## Reading passage
□ □ □ □ □

Heyo! Finally some short reviews before the spring, the academic semester and Easter holidays begin - hope you enjoy!
Scary Stories for Bananaphobes, by Bruce McBruce
Our banana in heaven, Yellow be thy name.
Bananas have
many faces, and not all of them are friendly. In fact, they're much more
insidious than you may think. They hunt people in dark alleys, disguise
as yellow dolphins in the water, take gigantic forms and destroy
civilizations, haunt the minds of formerly productive members of
society, become pirates to fulfill their nasty desires, terrorize people
in road rage incidents, demoralize swimmers by whispering in their ears
that they will never make it and cause them to drown, they even became
gods and have followers... The range of banana horror is wide.
For me, the winner of this anthology is The Melonphone 3000
in which a farmer and his son visit a fruit and vegetable fair in the
US, where they see the titular phone which allows communication with
fruits, and witness a demo call with a banana, who explains the full
scope of the hate bananas feel against humans and apes, and you had no
clue how sinister this is.
I wasn't a bananaphobe before reading this book, but now I have my doubts.
Sometimes what you see (for example on a random cover description) is exactly what you get, and what you get is just right, as is the case with Edward Lee and Mary SanGiovanni’s Strange Stones.

□ □ □ □ □

## Record set

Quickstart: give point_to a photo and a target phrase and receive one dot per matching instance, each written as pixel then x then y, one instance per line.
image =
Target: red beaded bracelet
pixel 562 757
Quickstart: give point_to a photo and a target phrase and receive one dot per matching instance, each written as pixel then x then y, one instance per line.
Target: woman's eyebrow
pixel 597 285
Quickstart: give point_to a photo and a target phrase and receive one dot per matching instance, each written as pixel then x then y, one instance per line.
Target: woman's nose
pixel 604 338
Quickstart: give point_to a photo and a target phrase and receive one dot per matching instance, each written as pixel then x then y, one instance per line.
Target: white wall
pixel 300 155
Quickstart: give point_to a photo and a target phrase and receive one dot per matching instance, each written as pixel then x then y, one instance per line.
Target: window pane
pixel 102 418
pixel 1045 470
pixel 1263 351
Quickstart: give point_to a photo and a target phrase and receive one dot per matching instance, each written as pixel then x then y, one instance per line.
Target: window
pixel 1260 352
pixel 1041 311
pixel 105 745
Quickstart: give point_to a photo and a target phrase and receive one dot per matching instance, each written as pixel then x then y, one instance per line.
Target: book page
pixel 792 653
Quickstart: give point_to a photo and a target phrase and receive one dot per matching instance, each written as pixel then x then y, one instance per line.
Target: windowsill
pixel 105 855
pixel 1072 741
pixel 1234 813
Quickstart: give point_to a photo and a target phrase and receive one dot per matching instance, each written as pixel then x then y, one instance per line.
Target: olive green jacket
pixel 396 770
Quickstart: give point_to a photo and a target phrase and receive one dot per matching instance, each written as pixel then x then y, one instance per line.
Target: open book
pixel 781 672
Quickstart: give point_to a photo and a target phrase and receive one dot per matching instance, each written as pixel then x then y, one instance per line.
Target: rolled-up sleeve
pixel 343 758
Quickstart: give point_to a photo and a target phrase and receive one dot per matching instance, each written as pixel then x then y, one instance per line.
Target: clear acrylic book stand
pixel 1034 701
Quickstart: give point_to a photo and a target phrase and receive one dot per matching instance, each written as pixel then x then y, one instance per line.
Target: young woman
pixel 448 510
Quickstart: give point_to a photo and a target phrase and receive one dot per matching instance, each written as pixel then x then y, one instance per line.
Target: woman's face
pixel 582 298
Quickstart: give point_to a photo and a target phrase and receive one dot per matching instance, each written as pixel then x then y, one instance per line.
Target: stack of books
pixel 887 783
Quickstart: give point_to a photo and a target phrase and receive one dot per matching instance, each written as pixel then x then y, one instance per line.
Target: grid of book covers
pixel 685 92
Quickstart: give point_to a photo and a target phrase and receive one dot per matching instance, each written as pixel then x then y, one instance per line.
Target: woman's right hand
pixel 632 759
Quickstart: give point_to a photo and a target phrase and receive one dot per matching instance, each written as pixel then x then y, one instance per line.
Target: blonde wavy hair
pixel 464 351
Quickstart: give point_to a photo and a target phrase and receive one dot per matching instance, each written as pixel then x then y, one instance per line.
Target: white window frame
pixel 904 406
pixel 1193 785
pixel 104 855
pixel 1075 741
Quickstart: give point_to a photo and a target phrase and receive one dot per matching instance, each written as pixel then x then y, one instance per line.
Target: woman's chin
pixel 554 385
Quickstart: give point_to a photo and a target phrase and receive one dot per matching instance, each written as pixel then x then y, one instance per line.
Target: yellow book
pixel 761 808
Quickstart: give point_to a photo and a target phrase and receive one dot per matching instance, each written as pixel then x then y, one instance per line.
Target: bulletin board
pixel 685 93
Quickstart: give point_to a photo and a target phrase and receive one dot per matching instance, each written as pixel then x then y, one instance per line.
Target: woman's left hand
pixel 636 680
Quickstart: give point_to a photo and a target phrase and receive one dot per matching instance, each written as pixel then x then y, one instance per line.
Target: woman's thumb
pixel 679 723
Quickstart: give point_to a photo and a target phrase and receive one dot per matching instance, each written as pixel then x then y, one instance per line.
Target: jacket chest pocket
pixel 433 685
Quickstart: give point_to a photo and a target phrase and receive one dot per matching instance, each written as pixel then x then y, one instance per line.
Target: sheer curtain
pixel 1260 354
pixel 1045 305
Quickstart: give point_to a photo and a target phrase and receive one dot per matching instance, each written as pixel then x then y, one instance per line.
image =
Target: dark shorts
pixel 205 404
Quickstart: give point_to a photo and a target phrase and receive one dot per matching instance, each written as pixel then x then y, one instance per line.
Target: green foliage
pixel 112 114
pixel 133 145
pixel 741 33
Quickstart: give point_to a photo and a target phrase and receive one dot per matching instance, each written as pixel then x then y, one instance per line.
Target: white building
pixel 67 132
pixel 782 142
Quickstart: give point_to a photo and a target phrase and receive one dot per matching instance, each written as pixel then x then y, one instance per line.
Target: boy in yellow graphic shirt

□ □ □ □ □

## What is being asked
How might the post of short horror book reviews go on after its last sentence? Write the next part.

## Output
Meet Professor Robert Everhard – the ultimate weird fiction
scholar, a welcome guest at conventions, biggest expert but also
critic of H.P. Lovecraft. At yet another convention, where
he's usually the star of the evening, he angers one too many person
with his presentation on the triteness, racism and melodrama of
Lovecraft's work, and her name is Asenath (yes, like the one
character in The Thing on the Doorstep). It doesn't
take long for this gorgeous witch to bedazzle the philanderer
Everhard and a cast is easily spelled to send him into the real
Lovecraft country – a parallel plane of existence in which he
actually is inside Lovecraft's work, included all its eldritch
dangers, visiting Dunwich and Innsmouth and the like, encountering
characters he knew only from the written word. Meanwhile he is to
collect a certain set of stones and is in constant communication with
Asenath, if you want to call it that, through his mobile phone, which
miraculously works.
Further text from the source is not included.